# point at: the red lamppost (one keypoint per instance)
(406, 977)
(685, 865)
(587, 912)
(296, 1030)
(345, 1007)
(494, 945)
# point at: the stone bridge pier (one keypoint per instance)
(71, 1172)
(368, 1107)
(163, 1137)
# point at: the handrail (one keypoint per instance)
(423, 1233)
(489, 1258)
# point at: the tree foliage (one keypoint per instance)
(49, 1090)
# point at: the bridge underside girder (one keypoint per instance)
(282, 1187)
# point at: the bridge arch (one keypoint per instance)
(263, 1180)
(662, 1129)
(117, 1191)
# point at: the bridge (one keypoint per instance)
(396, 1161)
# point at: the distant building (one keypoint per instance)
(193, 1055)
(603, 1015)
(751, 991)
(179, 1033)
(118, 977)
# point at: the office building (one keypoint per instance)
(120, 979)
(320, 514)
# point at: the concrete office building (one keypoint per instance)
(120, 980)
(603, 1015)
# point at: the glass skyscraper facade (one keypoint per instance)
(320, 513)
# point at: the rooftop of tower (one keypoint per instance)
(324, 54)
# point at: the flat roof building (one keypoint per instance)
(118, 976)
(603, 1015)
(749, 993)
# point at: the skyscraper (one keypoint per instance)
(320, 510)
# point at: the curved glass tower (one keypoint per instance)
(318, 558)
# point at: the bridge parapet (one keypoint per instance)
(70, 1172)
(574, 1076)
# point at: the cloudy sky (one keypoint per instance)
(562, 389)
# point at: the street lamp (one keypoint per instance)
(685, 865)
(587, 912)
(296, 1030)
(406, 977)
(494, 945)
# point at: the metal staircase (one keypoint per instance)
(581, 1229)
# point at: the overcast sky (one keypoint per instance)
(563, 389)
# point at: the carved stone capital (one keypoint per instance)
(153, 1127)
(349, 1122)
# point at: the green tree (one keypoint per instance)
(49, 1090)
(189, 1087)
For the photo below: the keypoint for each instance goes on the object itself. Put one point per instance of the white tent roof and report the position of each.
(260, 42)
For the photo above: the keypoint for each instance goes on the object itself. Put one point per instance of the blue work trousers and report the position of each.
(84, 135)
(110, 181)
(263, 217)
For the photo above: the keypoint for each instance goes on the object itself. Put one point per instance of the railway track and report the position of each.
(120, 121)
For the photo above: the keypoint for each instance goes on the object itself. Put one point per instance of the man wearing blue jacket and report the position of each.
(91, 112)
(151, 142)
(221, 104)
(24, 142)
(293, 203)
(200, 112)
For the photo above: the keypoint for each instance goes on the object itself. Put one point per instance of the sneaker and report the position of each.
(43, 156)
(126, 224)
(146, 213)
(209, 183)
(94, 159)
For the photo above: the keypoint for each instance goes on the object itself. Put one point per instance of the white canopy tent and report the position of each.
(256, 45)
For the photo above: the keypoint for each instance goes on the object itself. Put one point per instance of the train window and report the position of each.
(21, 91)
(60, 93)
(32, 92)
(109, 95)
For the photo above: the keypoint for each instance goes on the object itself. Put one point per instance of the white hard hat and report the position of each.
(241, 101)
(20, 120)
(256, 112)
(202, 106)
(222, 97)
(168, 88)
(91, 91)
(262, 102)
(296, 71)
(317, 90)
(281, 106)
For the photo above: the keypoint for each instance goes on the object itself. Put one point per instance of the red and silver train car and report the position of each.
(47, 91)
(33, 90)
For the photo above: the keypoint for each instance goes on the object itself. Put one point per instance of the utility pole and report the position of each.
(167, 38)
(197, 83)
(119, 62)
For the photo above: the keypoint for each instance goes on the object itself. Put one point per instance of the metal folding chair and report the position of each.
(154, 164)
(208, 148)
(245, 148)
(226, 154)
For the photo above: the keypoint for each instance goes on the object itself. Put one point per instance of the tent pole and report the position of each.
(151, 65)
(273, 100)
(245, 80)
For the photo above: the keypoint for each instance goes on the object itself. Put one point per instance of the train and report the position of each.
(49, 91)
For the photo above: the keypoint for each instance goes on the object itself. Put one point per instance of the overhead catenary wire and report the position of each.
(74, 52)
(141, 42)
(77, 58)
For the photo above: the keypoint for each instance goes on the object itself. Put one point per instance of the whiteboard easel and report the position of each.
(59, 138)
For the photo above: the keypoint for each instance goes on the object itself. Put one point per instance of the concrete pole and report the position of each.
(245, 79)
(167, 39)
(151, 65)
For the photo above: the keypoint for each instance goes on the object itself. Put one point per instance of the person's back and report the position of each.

Problem description: Please reproduce all of the material above word for word, leaving every line unchanged.

Result for this exercise:
# point at: the red lamppost (one keypoint per instance)
(406, 977)
(685, 865)
(587, 912)
(296, 1030)
(345, 1007)
(494, 945)
# point at: the stone bridge pier (one keypoint per instance)
(71, 1172)
(368, 1107)
(163, 1137)
# point at: the handrail (one keypoint per instance)
(423, 1233)
(489, 1258)
# point at: the tree foliage (one keypoint per instance)
(49, 1090)
# point at: the bridge underside girder (one keypoint per instance)
(282, 1187)
# point at: the bridge arch (one keypoint per instance)
(263, 1180)
(662, 1129)
(117, 1191)
# point at: the bridge (one keypoint per instance)
(396, 1161)
# point at: the distant building (one keypoint per instance)
(193, 1055)
(603, 1015)
(751, 991)
(179, 1033)
(118, 977)
# point at: the office building (one keypoint per instance)
(120, 979)
(320, 514)
# point at: the concrete office building (one keypoint per instance)
(120, 980)
(603, 1015)
# point at: the glass skyscraper facade (one keypoint per instance)
(320, 513)
# point at: the rooftop of tower (one keypoint per instance)
(324, 54)
# point at: the flat roof building (one keypoint per instance)
(118, 976)
(603, 1015)
(749, 993)
# point at: the skyscraper (one keypoint per instance)
(320, 510)
# point at: the curved glass tower (one keypoint per instance)
(318, 558)
# point at: the bridge parapet (one keypoint per instance)
(70, 1172)
(574, 1076)
# point at: the cloudy sky (one keypoint per instance)
(562, 389)
# point at: the street lamp (one keypoint per instance)
(685, 865)
(587, 912)
(296, 1030)
(406, 977)
(494, 945)
# point at: the metal staircase (one keypoint per instance)
(581, 1229)
# point at: the overcast sky (one keypoint per instance)
(563, 389)
# point at: the carved stone capital (one keypoint per instance)
(153, 1127)
(349, 1122)
# point at: the green tree (one keypoint per instance)
(49, 1090)
(189, 1087)
For the photo below: the keypoint for each instance goes on the object itself. Put one point per instance of the white tent roof and report the position of each.
(260, 42)
For the photo above: the keypoint for each instance goes on the object itself. Put one point per instance of the blue work trousers and report the position of each.
(84, 135)
(110, 181)
(263, 217)
For the photo above: the keypoint for each instance goes on the object itself. Put one point per instance of the railway track and report the position of each.
(120, 121)
For the photo above: the keypoint for each instance goes on the object itself. Put one point per instance of the man wearing blue jacket and report the position of each.
(91, 112)
(151, 142)
(221, 104)
(24, 142)
(293, 203)
(200, 112)
For the photo above: the keypoint for each instance goes on the object itself. Put one point per instance of the sneaker and report the position of each.
(43, 156)
(126, 224)
(146, 213)
(209, 183)
(94, 159)
For the photo above: the keypoint for each instance goes on the object itself. Put one point per instance of the white canopy tent and report the position of each.
(256, 45)
For the photo above: the keypoint for each instance goes on the object itself. Put one point per instance of the train window and report the position of each.
(21, 91)
(60, 93)
(32, 92)
(109, 95)
For the photo above: the keypoint for each instance goes on the object itself. Put one point per instance of the white hard hat and report the position of each.
(241, 101)
(20, 120)
(256, 112)
(202, 106)
(222, 97)
(168, 88)
(91, 91)
(262, 102)
(296, 71)
(317, 90)
(281, 106)
For the photo above: the keypoint for each instance goes on the object itself. Put one point per instance of the red and silver train car and report the position of each.
(47, 91)
(33, 90)
For the photo above: the keypoint for each instance goes on the object itself. Put one point per instance of the utility pole and report the position of each.
(167, 38)
(197, 83)
(119, 62)
For the photo above: the keypoint for each instance goes on the object itself. Put one point per instance of the metal folding chair and report the position of each.
(154, 164)
(208, 148)
(245, 148)
(226, 154)
For the photo above: the keypoint for each instance goes on the object itself. Put one point per instance of the tent pole and report the position of each.
(151, 65)
(273, 100)
(245, 80)
For the photo above: the keypoint for each instance goes on the object itself. Put one point per instance of the train and report the position of each.
(49, 91)
For the photo above: the keypoint for each instance goes on the object itself. Put one point per instance of the overhead catenary wire and report the position of each.
(74, 52)
(141, 42)
(77, 58)
For the photo above: the keypoint for each instance goes on the object itself. Put one point per instance of the whiteboard easel and report the position of each.
(59, 138)
For the photo above: the keypoint for each instance goes on the object itself. Put one point per instance of the concrete pole and report the position of each.
(245, 79)
(167, 39)
(151, 65)
For the photo above: the keypoint for each instance goes on the object itself. Put one point per instance of the person's back and report the position of each.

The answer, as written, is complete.